> _What you need to do_:
Start at the first line of the material below and retype each line through the one containing "box: [16, 116, 1024, 687]", exactly.

◆ ◆ ◆ ◆

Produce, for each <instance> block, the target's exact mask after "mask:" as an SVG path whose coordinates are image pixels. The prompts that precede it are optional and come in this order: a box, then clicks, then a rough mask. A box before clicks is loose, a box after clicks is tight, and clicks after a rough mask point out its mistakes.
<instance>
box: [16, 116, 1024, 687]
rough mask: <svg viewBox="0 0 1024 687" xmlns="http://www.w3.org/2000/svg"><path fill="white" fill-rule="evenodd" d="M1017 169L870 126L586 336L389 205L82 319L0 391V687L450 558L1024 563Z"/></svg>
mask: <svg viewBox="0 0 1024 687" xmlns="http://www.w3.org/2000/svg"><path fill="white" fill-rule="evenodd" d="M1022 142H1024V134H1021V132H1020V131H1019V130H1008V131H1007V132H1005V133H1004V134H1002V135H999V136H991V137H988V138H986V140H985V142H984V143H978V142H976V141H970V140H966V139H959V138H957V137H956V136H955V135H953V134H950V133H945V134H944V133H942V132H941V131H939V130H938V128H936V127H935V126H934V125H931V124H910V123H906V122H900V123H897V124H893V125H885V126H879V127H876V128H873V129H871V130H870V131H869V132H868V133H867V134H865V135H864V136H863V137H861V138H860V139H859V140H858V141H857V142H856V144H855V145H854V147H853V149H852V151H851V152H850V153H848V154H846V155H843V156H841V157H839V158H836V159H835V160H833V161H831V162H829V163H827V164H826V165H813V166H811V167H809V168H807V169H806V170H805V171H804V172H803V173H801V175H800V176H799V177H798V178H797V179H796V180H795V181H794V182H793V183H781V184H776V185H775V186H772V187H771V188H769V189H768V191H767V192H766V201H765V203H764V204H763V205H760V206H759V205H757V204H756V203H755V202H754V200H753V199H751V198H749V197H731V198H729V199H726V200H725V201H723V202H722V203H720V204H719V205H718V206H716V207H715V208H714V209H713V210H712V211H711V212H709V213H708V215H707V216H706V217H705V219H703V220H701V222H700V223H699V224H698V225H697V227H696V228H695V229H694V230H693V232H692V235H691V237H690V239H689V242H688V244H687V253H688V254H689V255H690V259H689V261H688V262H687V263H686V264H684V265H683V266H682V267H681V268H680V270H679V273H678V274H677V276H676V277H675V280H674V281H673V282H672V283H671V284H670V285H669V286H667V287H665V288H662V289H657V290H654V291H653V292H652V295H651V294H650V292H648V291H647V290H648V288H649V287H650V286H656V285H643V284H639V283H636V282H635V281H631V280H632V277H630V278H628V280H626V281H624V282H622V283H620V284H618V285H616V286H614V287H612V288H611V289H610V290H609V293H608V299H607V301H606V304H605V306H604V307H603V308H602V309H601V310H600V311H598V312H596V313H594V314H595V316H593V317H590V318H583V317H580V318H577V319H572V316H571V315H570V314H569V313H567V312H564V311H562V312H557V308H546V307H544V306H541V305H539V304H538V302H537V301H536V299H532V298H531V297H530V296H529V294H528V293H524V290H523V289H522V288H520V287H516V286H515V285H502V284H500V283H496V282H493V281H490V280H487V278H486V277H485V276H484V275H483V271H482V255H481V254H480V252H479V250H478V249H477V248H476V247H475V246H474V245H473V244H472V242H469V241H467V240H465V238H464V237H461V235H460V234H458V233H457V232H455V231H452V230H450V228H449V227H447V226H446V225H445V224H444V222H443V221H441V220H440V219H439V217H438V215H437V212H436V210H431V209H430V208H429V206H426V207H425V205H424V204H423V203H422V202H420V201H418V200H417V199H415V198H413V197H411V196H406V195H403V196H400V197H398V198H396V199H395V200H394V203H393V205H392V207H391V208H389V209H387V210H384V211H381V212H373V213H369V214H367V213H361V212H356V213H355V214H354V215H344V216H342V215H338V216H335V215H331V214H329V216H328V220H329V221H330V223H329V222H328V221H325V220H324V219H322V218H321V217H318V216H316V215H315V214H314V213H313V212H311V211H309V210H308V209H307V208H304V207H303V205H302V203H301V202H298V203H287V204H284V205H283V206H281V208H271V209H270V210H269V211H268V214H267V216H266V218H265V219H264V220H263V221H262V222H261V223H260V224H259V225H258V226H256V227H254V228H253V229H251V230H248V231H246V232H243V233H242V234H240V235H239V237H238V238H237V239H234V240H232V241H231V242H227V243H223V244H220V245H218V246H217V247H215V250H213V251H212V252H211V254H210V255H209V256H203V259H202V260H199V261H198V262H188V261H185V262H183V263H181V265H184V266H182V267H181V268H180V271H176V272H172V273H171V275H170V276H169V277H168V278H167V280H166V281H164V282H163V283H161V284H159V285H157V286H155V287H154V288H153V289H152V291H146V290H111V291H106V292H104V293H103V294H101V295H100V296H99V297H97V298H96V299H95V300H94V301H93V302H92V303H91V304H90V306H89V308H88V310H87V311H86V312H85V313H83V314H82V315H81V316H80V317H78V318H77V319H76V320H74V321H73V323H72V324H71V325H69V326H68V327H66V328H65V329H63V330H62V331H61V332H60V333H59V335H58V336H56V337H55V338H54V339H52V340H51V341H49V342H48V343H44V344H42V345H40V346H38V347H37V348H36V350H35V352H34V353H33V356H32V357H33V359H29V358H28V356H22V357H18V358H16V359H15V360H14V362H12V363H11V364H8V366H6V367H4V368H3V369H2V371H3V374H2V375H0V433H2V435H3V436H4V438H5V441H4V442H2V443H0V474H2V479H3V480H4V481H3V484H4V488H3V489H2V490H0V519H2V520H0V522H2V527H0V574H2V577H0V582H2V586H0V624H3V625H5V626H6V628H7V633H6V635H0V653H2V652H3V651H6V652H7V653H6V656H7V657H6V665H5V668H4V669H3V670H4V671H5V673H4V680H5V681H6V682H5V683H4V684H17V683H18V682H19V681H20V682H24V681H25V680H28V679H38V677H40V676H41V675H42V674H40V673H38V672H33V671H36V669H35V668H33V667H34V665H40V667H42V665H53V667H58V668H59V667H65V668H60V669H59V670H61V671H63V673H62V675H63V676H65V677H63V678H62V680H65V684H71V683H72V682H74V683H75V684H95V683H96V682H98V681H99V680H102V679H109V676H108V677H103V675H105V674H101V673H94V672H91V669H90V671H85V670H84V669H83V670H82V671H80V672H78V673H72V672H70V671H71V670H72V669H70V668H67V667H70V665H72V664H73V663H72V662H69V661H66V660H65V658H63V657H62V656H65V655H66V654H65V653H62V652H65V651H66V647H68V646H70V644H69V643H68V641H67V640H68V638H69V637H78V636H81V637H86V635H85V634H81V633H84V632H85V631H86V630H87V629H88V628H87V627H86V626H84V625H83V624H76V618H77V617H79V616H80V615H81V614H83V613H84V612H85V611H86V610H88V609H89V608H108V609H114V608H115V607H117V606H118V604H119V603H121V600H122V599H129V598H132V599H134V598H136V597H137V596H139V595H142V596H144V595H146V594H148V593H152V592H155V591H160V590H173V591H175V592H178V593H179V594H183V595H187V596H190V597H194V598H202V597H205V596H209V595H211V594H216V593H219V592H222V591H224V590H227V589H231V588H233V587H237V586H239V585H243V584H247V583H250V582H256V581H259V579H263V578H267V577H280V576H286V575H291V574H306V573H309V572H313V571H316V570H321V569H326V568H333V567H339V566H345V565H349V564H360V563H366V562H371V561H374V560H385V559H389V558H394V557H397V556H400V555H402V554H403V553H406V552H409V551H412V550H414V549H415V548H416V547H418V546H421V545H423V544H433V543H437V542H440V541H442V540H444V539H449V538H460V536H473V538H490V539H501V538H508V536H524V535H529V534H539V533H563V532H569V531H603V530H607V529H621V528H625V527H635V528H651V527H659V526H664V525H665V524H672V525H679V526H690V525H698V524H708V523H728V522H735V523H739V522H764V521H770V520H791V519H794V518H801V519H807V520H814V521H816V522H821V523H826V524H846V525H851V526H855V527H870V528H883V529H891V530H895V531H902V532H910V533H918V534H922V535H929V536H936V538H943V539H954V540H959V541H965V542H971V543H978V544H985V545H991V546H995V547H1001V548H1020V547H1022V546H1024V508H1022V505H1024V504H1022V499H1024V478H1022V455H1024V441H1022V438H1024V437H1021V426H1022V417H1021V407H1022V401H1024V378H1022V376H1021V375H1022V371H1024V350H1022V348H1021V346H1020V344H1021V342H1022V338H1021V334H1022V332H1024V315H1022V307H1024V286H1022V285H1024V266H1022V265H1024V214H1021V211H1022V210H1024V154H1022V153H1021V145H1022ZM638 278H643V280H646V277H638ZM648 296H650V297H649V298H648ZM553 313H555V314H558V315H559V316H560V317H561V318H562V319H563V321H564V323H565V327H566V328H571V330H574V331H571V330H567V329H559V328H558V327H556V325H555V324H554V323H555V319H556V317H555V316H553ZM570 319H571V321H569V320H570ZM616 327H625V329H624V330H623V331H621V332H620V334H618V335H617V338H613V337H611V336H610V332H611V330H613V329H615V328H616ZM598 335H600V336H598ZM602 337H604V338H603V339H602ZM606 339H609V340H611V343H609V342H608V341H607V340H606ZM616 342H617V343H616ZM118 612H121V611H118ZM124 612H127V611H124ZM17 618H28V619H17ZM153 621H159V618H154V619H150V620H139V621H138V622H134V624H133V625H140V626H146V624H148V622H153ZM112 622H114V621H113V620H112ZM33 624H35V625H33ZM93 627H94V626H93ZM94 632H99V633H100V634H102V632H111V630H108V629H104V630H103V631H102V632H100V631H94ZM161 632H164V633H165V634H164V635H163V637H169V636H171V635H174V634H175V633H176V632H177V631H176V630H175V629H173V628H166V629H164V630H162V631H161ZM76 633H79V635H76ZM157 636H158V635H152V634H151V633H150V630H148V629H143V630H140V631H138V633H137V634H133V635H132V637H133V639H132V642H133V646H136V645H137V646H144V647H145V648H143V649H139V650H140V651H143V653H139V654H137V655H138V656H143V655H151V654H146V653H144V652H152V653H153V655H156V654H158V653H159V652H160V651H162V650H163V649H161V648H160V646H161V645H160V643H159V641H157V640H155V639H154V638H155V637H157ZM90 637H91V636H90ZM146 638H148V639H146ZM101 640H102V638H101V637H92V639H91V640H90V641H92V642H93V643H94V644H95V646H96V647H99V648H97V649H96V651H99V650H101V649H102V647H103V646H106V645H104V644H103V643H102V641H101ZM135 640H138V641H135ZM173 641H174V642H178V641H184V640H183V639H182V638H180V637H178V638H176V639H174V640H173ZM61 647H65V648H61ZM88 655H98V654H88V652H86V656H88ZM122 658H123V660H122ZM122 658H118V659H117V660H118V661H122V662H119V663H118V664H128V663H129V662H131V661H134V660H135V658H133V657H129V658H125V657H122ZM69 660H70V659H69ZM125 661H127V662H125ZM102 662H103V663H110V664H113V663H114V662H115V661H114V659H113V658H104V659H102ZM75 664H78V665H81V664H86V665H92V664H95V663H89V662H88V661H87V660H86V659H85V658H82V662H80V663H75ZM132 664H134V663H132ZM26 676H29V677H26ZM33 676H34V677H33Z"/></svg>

◆ ◆ ◆ ◆

> _Answer_:
Produce, for each <instance> block, the target's exact mask after "mask:" as an SVG path whose coordinates are image pixels. The prompts that precede it are optional and come in this order: a box, then clicks, then a rough mask. A box before clicks is loose, a box after clicks is tight, and clicks after a rough mask point out its mistakes.
<instance>
box: [16, 116, 1024, 687]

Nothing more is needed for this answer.